Expo 2012 Yeosu: Focusing global attention on the oceans and the coasts
The Republic of Korea has hosted two Specialised Expos, officially known as International Recognised Exhibitions. These Expos have the power not only to create a strong impetus for local development, but also for bringing global attention to specific issues facing the world. Above all, these events enormously enhanced Korean appreciation of Expos as they showcased their capacity to open up the host city to the world and to take a leading view of global issues. Most notably with Expo 2012 Yeosu, the organisation of such an event changed perceptions and is considered as the foundation for organising bigger international events.
The first Specialised Expo was held in Daejeon City, the transportation hub of the central region of the Republic of Korea. The Expo took place over 83 days, between 7 August and 7 November 1993, and was the first Expo of its kind to be held in a developing country. It was organised under the theme “The Challenge of a New Road of Development”, with its subtheme being “Traditional and Modern Science and Technology for the Developing World”. The Expo was essentially focused on reflecting on past as well as future development. The site has been preserved and is still used as an arena for science and technology education. Through this Expo, Daejeon established itself as a scientific city. Nowadays, leading science and technology complexes are located in Daejeon, and many citizens enjoy visiting the Expo complex.
The second Specialised Expo was hosted in Yeosu, a port city in the southwest of the Republic of Korea, between 12 May and 12 August 2012. Some 8.2 million people visited Expo 2012 Yeosu, which gathered 105 countries from every corner of the world. Around 100,000 volunteers contributed to making the Expo a success.
The theme of Expo 2012 Yeosu was “The Living Ocean and Coast.” The Expo was hosted with the aim of getting people to recognise the importance of the oceans and how they are becoming sick due to global warming and pollution, and to share the future of the oceans with people from around the world.
Expo 2012 was held with the idea of a road map for a maritime powerhouse organised by the Ministry of Oceans and Fisheries. The Climate Environment Pavilion, the Oceanic Civilization Pavilion, the Maritime Industrial Technology Pavilion, the Shipping and Port Pavilion, the International Pavilion, the Korean Pavilion, and the Corporate Pavilion were set up at the Expo, and cutting-edge exhibition techniques and contents were exhibited. The Expo led to the global adoption of the “Yeosu Declaration”, and led to the establishment of the Expo 2012 Yeosu Foundation, resulting in the continuing legacy of the Expo. During the preparation phase, infrastructure such as roads and bridges were developed and expanded, and a high-speed train line was built, connecting the capital city of Seoul with the entrance of the Expo. The Expo site continues to be a tourist attraction thanks to convenient transportation and traffic links.
Expo 2012 Yeosu was a Specialised Expo, lasting three months and in which participating countries customised pavilions provided by the Organiser. As the Republic of Korea has experienced rapid economic development, social development has also changed rapidly. However, the country has not yet hosted an Expo that matches its economic development capabilities. This is why the Republic of Korea is considering bidding for a World Expo that serves the goals of international society and is in line with the country’s rapid economic development.
The second part of the theme of Expo 2012 was “Diversity of Resources and Sustainable Activities”, which defines the guiding principle that should inform all future actions regarding our oceans. Only with sustainable use, in other words finding the balance between production and consumption, while preserving diversity of resources, species and culture, can the ocean and coasts continue to live.

• _Supplied information_
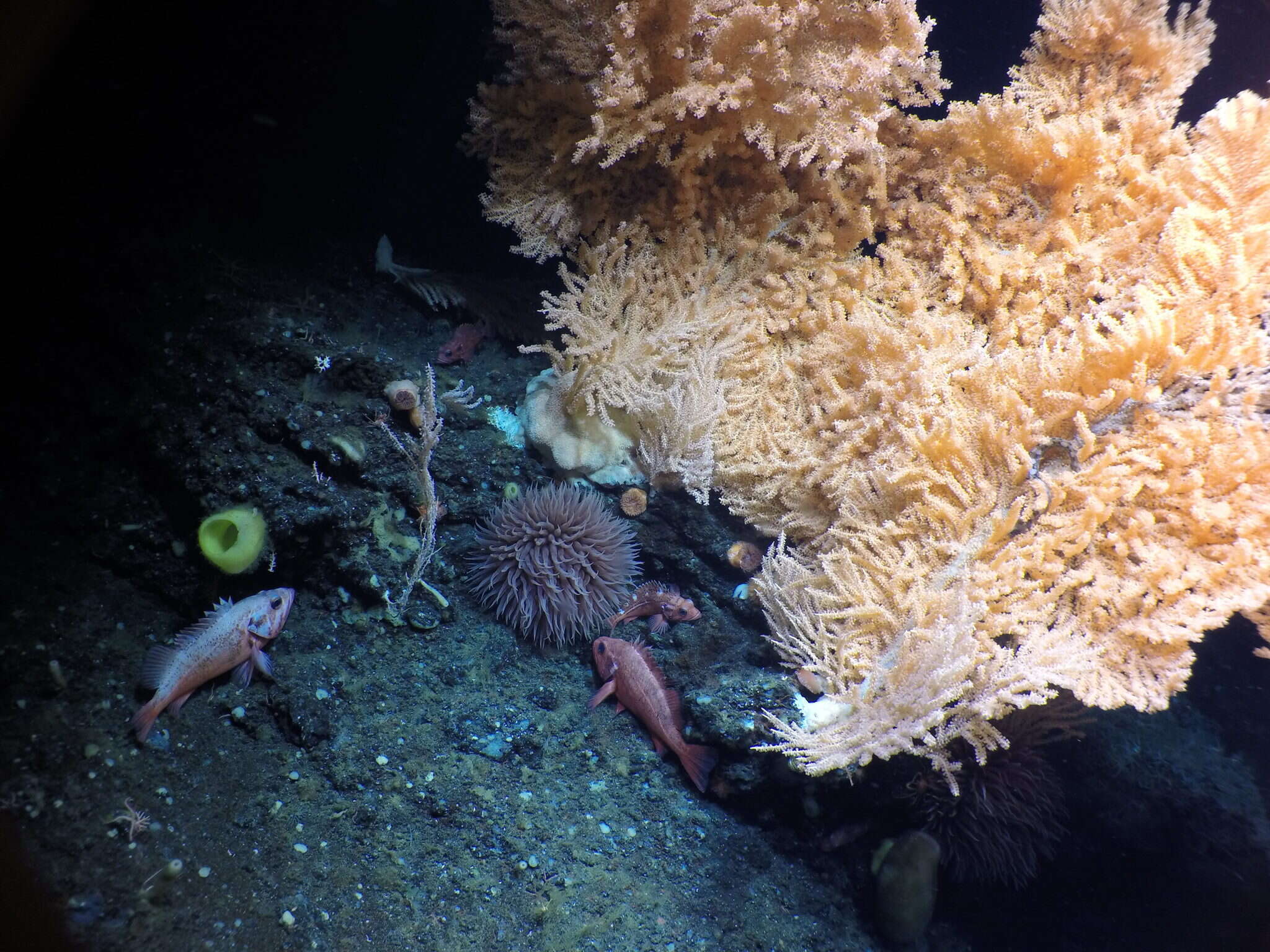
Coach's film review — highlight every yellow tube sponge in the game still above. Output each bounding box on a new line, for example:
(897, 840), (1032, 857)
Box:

• _Written instruction 1_
Transcribe the Expo 2012 Yeosu article between "The theme of Expo 2012 Yeosu" and "around the world.", inclusive.
• _Written instruction 2_
According to the Expo 2012 Yeosu article, how many countries took part in the Yeosu Expo?
• _Written instruction 3_
Take the Expo 2012 Yeosu article further, continuing from its last sentence.
The data has no connection to the Expo 2012 Yeosu article.

• _Written answer 1_
The theme of Expo 2012 Yeosu was “The Living Ocean and Coast.” The Expo was hosted with the aim of getting people to recognise the importance of the oceans and how they are becoming sick due to global warming and pollution, and to share the future of the oceans with people from around the world.

• _Written answer 2_
105 countries took part.

• _Written answer 3_
The Expo theme helped to improve humankind’s knowledge and advancement of technology concerning the ocean and coast and identify ways to resolve challenges facing the ocean. Since the United Nations Convention on the Law of the Sea went into effect in 1993, the ocean has emerged as an important element in resolving various problems faced by humankind, including those related to resources, food, space and the environment. However, industrial activities have damaged the marine ecosystem and subsequently reduced fish stock. As a result, the ocean faces a severe crisis. A damaged marine ecosystem, global warming and natural disasters are not limited to a certain country or region, but are issues with global implications. Thus Expo 2012 Yeosu, themed “The Living Ocean and Coast,” paved the way for reaffirming global efforts to resolve such issues.
The Expo theme was divided into three sub-themes: Coastal Development and Preservation, New Resource Technology, and Creative Maritime Activities. These subthemes were further developed into six thematic groups - Climate & Environment, Marine Life, Marine Industry & Technology, Marine City & Marine Civilization, and Marine Arts - each of which was demonstrated in the respective subtheme pavilions.
This subtheme aimed to inspire a new level of cooperation in the international community so as to combat climate change and create a paradigm where development and preservation find a better balance. The last few decades have witnessed severe environmental degradation caused by reckless use and excessive development of natural resource by humankind. Our economies and societies had to break away from their current fossil fuel-based economies to minimise the damages to both people and the environment. Individuals, business, countries and the global community have to realise that marine resources were limited and should not be subject to careless use. They are the fundamentals for the sound development of our future society, and people and ecosystems have to be considered on the same level.
This subtheme illustrated the progress and future prospect of marine technology, a new growth driver for the advancement of humankind. Countries were competing to become more competitive in marine-related industries and to develop technologies to address issues related to resources and the changing environment. The appropriate use of resources is only possible if based on advanced marine science and technology. Fostering marine industries can create added value and generate new jobs to transform sluggish industries into a more low cost, high efficiency structure.
This subtheme intended to demonstrate the relationship between oceans and humankind through culture and art, and to promote the new ideals of the seatizen and seavilization. An energetic mix of play and experiment (edutainment) would trigger the imagination and curiosity of attendees toward an unknown world, inspiring young boys and girls around the world to learn to love and appreciate the oceans. A wide collection of marine-related culture and arts, including poetry, novels, films, operas, musicals, plays and music were thus exhibited at Expo 2012 Yeosu.
Expo 2012 Yeosu provided an opportunity to enhance the international community’s perception of the function and value of the ocean and coast, to share knowledge on the proper use of the ocean and coast and to recognise the need for cooperation in the marine sector. It also served as a venue to learn about the achievements of and future models for the marine sector and to offer a valuable chance to promote state-of-the-art marine science and technology and marine industries.
The Expo was an opportunity for the international community to clearly understand the role of the ocean and coast as well as the challenge facing humanity caused by the reckless development of the ocean and coast. Participants were able to benchmark as well as promote successful development cases where development and preservation were well balanced.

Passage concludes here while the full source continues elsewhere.